_To be done_
Only the lines from the one with "Category: bird's head" to the end of the data below should be given again, exactly, with both ends included and pictures omitted.

──────── Exercise materials ────────

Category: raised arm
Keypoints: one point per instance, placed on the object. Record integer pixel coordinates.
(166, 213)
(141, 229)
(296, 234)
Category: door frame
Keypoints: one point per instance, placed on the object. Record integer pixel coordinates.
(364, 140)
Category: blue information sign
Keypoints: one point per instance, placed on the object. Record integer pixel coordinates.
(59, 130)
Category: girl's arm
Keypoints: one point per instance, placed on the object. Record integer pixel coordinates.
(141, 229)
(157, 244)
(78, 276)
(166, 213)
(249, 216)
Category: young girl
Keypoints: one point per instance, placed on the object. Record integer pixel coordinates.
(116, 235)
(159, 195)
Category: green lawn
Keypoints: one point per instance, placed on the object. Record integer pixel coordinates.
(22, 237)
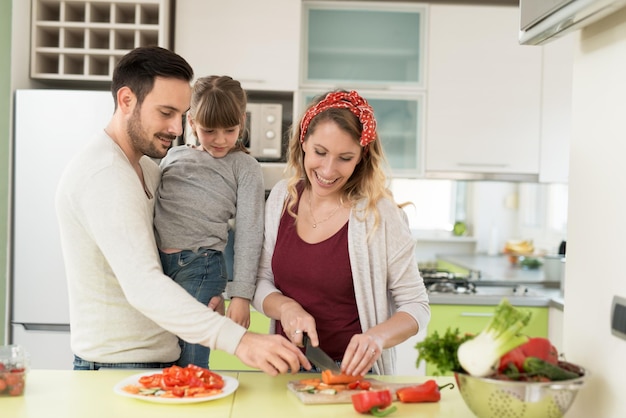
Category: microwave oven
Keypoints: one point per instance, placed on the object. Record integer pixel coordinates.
(264, 130)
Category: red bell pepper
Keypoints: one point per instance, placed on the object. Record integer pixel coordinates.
(377, 403)
(535, 347)
(428, 391)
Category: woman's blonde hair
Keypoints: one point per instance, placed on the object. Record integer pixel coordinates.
(368, 181)
(220, 102)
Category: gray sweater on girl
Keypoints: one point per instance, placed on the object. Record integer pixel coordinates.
(197, 197)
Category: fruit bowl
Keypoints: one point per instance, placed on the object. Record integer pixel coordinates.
(494, 398)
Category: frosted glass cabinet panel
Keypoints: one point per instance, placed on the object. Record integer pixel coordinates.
(372, 44)
(399, 124)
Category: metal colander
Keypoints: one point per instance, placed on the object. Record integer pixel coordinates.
(491, 398)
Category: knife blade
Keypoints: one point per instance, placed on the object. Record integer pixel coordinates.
(318, 357)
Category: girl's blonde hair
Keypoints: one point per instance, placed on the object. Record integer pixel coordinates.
(368, 181)
(220, 102)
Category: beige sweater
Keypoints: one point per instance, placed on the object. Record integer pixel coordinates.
(123, 308)
(384, 270)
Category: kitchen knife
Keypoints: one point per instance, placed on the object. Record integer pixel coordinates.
(318, 357)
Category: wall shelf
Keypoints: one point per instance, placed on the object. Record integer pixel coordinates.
(84, 40)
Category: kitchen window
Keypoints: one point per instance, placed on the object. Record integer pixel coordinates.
(434, 205)
(543, 213)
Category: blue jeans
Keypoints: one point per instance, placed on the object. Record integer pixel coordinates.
(203, 274)
(80, 364)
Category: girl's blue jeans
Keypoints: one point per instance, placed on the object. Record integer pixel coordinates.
(203, 274)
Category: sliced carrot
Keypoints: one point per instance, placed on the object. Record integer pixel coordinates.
(311, 381)
(331, 378)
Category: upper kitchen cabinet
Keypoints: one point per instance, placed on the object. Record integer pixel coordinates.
(484, 95)
(84, 40)
(363, 44)
(556, 116)
(399, 122)
(249, 40)
(378, 49)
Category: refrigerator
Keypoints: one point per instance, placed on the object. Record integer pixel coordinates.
(49, 127)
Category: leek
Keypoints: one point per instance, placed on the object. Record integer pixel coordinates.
(480, 355)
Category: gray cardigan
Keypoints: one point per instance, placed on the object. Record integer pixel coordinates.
(384, 269)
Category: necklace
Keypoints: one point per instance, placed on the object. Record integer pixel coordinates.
(315, 222)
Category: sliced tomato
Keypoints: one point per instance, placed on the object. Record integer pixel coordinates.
(151, 381)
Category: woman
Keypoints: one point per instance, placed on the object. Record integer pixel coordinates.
(338, 259)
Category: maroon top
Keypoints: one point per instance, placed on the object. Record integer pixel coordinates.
(318, 276)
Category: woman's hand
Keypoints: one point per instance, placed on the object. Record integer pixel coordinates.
(273, 354)
(361, 354)
(296, 321)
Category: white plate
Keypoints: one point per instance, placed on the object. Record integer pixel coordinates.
(230, 385)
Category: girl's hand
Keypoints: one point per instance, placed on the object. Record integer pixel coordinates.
(239, 311)
(217, 304)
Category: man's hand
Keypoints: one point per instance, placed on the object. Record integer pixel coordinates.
(272, 354)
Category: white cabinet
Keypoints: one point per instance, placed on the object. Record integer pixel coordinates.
(555, 327)
(249, 40)
(484, 93)
(83, 40)
(556, 119)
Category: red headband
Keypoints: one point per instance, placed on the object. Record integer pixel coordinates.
(344, 100)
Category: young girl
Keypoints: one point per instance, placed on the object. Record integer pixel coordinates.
(202, 188)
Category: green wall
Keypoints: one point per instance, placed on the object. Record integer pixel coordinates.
(5, 139)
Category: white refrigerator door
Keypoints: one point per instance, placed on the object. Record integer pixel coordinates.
(50, 126)
(47, 349)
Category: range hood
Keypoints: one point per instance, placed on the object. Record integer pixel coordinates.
(543, 20)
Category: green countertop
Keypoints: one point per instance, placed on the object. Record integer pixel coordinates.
(79, 394)
(497, 269)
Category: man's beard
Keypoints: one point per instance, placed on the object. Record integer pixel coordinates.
(139, 140)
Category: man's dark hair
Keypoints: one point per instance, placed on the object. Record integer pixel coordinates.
(138, 69)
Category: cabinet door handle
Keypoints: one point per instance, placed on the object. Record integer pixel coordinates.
(477, 314)
(493, 165)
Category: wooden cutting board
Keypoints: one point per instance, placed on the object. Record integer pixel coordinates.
(344, 396)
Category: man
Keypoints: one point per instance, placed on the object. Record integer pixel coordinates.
(124, 312)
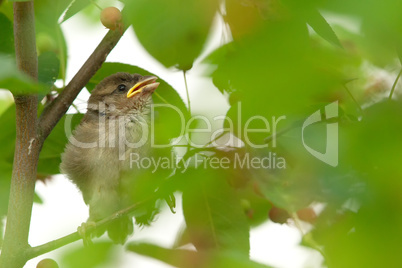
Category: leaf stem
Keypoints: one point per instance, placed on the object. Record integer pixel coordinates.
(394, 85)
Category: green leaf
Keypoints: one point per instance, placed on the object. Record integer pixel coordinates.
(187, 258)
(42, 8)
(75, 7)
(174, 32)
(214, 217)
(15, 81)
(88, 257)
(6, 35)
(321, 27)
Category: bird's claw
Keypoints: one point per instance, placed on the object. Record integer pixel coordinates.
(83, 232)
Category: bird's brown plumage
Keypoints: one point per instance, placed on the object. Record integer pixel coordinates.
(97, 156)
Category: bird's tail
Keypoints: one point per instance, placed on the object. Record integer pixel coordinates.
(119, 230)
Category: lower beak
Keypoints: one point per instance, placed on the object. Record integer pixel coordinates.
(146, 85)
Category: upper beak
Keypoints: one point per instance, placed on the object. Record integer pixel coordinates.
(148, 84)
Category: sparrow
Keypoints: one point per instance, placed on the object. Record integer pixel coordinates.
(97, 157)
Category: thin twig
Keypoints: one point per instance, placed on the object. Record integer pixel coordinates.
(27, 146)
(394, 85)
(55, 110)
(353, 98)
(58, 243)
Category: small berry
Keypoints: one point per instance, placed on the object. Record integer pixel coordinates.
(47, 263)
(111, 18)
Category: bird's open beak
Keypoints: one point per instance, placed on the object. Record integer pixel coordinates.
(148, 84)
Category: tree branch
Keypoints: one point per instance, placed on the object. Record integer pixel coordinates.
(27, 146)
(58, 107)
(58, 243)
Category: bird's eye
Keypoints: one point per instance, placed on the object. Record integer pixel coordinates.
(121, 88)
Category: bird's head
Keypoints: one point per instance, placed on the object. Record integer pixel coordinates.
(121, 94)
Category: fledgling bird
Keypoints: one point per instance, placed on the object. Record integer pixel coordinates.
(97, 158)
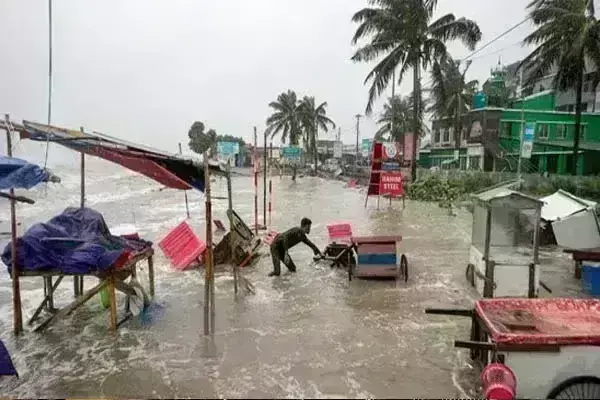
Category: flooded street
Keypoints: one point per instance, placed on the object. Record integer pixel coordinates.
(311, 334)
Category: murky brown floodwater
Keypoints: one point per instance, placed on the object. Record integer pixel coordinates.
(311, 334)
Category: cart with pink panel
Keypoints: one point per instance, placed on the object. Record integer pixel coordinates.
(535, 348)
(365, 256)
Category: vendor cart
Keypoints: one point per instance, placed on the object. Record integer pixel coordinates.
(503, 257)
(378, 257)
(539, 348)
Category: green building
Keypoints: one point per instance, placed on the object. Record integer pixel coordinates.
(490, 139)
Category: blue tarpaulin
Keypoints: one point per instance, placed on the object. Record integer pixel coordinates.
(20, 174)
(6, 365)
(75, 241)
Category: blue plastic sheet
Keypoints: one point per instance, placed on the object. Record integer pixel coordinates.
(20, 174)
(76, 241)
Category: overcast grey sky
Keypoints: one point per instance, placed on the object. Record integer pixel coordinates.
(144, 70)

────────

_Complete answer_
Category: bird's head
Keypoints: one point per instance, placed on the object. Record integer pixel coordinates.
(121, 94)
Category: fledgling bird
Keypoints: one point per instance, placed on the object. Record integer pixel coordinates.
(97, 158)
Category: flooded street
Keypoints: one point per instance, placed on the object. Record integer pixel coordinates.
(311, 334)
Category: murky brown floodwater
Keypoints: one point per instance, placed on the object. Record integer pixel coordinates.
(311, 334)
Category: cart with pink panel
Keypoints: one point per instance, placed on the object. Record integer pixel coordinates.
(535, 348)
(365, 256)
Category: vendor cart
Keypoints: one point per instance, placed on the object. Record integer pixel coordinates.
(503, 257)
(378, 257)
(539, 348)
Category: green building
Keypoints: one point per instance, placed on the object. Record integer pixel coordinates.
(490, 139)
Category: blue tarpaulin
Keypoints: one point per instance, placed on the object. Record integer pixel coordinates.
(20, 174)
(6, 365)
(75, 241)
Category: blue plastic sheet
Keypoints: one point per instance, placed on the object. Record integer pixel coordinates.
(20, 174)
(76, 241)
Category: overcast grey sky
Keypoints: one point per instance, placed on the object. Record integer pixel coordinates.
(144, 70)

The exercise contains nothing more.